Which lines in the listing below contain the string "dark", counting only matches with the same capitalization? Pick out each such line and copy it.

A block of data

------------

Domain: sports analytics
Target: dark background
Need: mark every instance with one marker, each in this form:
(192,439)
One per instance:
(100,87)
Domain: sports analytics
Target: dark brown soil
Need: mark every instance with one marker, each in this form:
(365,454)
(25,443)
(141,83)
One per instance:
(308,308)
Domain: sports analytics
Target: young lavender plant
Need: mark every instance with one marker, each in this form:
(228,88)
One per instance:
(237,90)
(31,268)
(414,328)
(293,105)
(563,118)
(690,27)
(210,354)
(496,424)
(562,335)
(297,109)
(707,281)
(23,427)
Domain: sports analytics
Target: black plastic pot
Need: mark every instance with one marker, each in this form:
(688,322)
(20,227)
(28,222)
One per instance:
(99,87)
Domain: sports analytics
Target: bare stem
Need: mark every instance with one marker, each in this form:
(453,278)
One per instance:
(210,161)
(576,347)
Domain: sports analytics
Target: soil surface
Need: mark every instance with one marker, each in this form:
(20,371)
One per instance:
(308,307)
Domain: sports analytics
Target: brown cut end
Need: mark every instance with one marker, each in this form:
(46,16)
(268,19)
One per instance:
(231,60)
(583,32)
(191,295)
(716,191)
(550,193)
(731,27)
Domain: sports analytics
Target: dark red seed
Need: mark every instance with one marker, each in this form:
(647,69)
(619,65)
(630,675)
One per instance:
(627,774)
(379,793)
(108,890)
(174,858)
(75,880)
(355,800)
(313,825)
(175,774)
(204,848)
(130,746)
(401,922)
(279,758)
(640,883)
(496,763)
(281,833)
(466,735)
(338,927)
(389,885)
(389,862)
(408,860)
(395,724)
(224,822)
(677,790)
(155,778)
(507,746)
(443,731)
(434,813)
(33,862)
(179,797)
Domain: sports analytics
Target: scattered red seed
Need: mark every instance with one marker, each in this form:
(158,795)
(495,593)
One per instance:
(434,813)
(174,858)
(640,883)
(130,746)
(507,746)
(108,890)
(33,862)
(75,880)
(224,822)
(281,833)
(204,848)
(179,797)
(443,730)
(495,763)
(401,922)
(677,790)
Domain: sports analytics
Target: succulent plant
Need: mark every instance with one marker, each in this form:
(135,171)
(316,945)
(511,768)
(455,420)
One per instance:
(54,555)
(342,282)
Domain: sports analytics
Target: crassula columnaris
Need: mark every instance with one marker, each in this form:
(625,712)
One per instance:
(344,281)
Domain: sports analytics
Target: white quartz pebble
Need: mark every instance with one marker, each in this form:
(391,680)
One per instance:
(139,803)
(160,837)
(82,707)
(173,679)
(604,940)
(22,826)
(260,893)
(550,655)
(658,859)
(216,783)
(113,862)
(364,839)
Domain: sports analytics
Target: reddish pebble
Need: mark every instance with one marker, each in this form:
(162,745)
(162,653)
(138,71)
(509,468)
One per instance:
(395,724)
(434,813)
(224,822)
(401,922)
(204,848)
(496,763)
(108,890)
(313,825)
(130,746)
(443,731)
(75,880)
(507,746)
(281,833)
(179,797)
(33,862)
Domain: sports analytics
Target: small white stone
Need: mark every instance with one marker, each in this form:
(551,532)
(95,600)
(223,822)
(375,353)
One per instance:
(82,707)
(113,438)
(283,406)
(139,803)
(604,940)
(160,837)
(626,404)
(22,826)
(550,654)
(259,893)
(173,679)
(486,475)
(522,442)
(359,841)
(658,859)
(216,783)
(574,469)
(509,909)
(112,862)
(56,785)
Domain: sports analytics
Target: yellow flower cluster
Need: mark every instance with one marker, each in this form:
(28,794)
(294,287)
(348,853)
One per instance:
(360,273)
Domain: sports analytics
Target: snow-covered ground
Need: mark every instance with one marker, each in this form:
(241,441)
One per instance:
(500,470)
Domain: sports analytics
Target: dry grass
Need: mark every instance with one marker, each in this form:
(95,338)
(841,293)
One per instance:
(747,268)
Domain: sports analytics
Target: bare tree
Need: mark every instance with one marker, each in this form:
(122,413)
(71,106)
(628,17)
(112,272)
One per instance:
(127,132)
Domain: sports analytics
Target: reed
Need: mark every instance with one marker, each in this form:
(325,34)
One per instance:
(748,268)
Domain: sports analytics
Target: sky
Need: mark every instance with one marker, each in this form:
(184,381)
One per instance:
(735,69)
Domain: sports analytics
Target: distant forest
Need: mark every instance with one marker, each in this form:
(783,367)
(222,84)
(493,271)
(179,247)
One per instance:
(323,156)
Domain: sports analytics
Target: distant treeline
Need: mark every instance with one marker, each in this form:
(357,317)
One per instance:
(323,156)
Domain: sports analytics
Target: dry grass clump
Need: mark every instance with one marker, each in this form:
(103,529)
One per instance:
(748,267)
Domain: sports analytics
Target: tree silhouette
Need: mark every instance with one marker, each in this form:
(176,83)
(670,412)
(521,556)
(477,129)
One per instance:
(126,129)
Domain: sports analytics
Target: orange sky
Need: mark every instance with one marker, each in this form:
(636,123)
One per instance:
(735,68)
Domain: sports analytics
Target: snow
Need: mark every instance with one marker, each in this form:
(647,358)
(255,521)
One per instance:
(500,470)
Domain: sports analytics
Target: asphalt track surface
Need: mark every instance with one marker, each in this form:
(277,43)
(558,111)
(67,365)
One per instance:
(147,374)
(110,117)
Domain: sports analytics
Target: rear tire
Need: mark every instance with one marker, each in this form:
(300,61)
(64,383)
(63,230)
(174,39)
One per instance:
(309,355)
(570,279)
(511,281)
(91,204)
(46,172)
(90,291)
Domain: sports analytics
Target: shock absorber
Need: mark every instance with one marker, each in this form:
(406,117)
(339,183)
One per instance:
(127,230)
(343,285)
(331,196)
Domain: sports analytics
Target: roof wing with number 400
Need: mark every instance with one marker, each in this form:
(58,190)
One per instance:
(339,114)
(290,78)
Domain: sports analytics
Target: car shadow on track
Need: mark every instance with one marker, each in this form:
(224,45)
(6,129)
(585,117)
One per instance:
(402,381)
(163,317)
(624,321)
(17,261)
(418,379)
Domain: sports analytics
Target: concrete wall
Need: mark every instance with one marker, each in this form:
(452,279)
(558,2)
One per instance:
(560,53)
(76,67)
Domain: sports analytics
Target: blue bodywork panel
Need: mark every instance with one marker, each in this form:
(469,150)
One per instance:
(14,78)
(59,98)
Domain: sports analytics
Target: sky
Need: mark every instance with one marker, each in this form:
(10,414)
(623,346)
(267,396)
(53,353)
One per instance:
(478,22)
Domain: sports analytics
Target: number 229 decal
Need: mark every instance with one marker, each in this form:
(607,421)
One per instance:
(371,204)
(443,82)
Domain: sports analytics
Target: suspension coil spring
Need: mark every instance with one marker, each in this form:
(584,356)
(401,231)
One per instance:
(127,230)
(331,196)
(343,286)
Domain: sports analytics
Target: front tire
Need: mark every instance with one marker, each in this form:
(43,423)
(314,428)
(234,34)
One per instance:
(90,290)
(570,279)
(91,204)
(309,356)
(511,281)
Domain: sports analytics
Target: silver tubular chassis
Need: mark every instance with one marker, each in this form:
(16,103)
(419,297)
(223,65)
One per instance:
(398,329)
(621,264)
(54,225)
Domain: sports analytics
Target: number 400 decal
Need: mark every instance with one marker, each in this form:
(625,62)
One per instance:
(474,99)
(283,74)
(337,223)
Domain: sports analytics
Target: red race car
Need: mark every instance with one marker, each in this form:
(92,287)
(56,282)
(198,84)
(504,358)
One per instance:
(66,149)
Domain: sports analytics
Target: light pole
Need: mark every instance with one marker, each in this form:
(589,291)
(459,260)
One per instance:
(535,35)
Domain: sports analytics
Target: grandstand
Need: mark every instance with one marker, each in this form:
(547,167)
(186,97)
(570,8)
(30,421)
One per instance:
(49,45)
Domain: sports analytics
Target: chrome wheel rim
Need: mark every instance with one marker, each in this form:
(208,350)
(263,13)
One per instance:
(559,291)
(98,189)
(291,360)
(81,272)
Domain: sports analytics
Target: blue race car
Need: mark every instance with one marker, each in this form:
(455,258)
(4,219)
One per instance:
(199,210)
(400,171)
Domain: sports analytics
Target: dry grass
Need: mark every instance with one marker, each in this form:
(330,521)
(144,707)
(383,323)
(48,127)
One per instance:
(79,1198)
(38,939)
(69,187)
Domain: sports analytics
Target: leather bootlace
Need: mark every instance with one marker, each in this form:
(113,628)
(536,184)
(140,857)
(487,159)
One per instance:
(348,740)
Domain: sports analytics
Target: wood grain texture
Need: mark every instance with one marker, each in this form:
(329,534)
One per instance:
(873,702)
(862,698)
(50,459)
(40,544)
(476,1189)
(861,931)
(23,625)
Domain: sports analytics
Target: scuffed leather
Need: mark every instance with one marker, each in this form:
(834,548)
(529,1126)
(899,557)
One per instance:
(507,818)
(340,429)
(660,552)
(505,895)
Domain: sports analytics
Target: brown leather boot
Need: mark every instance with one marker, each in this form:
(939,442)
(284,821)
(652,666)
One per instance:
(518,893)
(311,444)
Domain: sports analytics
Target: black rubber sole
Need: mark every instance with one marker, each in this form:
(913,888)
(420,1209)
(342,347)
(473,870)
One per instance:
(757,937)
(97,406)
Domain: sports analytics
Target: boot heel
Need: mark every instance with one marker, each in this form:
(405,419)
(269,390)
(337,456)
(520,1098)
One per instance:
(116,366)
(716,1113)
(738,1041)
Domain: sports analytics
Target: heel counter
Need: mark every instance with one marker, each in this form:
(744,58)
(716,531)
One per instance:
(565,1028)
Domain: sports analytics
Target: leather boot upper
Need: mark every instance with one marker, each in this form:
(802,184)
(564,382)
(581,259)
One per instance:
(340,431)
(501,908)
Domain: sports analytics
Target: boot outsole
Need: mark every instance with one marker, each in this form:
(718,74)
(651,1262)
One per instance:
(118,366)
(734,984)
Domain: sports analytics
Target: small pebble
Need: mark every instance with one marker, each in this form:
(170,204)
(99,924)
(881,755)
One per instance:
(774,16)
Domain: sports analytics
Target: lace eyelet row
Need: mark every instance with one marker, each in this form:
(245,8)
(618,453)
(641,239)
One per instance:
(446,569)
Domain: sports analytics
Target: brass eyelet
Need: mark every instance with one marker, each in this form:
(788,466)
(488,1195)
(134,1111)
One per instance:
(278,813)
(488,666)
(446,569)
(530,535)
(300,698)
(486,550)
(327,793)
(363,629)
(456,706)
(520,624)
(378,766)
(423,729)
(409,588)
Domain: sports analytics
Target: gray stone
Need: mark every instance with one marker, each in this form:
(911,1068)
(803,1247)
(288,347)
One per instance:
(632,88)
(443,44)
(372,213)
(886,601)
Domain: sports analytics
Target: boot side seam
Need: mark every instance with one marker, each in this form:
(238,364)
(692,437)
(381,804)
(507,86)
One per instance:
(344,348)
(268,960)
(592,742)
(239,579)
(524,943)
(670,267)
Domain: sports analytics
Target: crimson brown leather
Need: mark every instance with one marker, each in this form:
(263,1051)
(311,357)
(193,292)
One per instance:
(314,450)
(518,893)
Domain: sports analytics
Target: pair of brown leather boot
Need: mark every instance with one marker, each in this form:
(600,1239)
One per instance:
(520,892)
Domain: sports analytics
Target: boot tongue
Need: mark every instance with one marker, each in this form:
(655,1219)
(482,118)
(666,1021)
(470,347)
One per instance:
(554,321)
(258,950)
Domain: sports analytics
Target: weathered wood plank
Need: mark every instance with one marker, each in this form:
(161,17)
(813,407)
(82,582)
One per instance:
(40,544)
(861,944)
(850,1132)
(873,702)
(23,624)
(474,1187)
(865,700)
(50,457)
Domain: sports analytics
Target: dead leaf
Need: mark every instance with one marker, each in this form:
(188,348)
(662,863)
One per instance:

------------

• **Output for this task**
Target: dark background
Target: dark brown soil
Target: dark red seed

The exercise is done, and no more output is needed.